• **ПРЕДОСТАВЛЕННЫЙ ОТРЫВОК**:
#####
Их заключение нас успокоило, мы полагали, что это что-то значит.

На другой день в музей пришли М.Б. Храпченко, председатель Комитета по делам искусств, и начальник главка П.М. Сысоев. Посмотрев экспозицию, они вызвали меня и сказали, что завтра приедет К.Е. Ворошилов и чтобы я не вздумала его агитировать. Меня эти слова поразили, и я решила, что их позиция крайне шаткая.

Однако кто-то из начальства догадался, что мы "схитрили" и не показали "рискованных" вещей (сейчас об этом странно писать, когда эти произведения демонстрируются в Эрмитаже). Снова звонок по телефону. А.К. Лебедев (ответственный сотрудник музейного отдела Комитета по делам искусств.— "О") приказывает, чтобы к 11 часам завтрашнего дня (то есть к приезду Ворошилова) были сняты с вала и показаны "Музыка" и "Танец" Матисса. Я под разными предлогами пыталась доказать невыполнимость этого требования; для снятия с вала необходимы были реставраторы, которых не было. Однако ничего не помогло. Реставраторов дали, и на полу были разложены оба панно Матисса. Правда, рядом мы положили большое реалистическое полотно Жан-Поля Лорана "Мексиканский император Максимилиан перед казнью".

Ворошилов приехал вместе с А.М. Герасимовым** (президент Академии художеств СССР.— "О"), П.М. Сысоевым и П.И. Лебедевым (новый председатель Комитета по делам искусств, спустя несколько дней сменивший на этом посту М.Б. Храпченко.— "О").

Шла борьба за место около Ворошилова. Референты, с которыми я ранее беседовала, буквально толкали меня, чтобы придвинуться ближе к нему, а Александр Герасимов отталкивал. Ему удалось направить Ворошилова на осмотр экспозиции не с ее начала, как нами было задумано, а с конца, подведя его прямо к панно Матисса. Ворошилов посмотрел и издал звук: "Хе-хе", и вся свита подхватила: "Хе-хе-хе". Прошло много лет, но хор этих смешков до сих пор стоит в ушах. Меня это почти парализовало, но я все же постаралась обратить внимание на другие произведения, в частности на Лорана. Тут кто-то из сопровождающих сказал: "Ну, конечно, есть и такие, но в основном не они". Подошли к Ренуару. "Обнаженная" Ворошилову понравилась, но кто-то (кажется, П.И. Лебедев), сделав рукой возле картины Ренуара вращательное движение, сказал: "Но здесь уже начинается, начинается".
#####
• **ЧТО ТРЕБУЕТСЯ**: Воспроизведите дословно фрагмент отрывка о визите Ворошилова в музей: от слов «Их заключение нас» до слов «позиция крайне шаткая.» включительно.

• **ИСХОДНЫЕ ДАННЫЕ**:
#####
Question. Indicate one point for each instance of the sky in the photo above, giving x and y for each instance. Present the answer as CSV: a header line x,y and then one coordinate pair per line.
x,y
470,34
#####
• **ПОЛНОЕ РЕШЕНИЕ**:
Их заключение нас успокоило, мы полагали, что это что-то значит.

На другой день в музей пришли М.Б. Храпченко, председатель Комитета по делам искусств, и начальник главка П.М. Сысоев. Посмотрев экспозицию, они вызвали меня и сказали, что завтра приедет К.Е. Ворошилов и чтобы я не вздумала его агитировать. Меня эти слова поразили, и я решила, что их позиция крайне шаткая.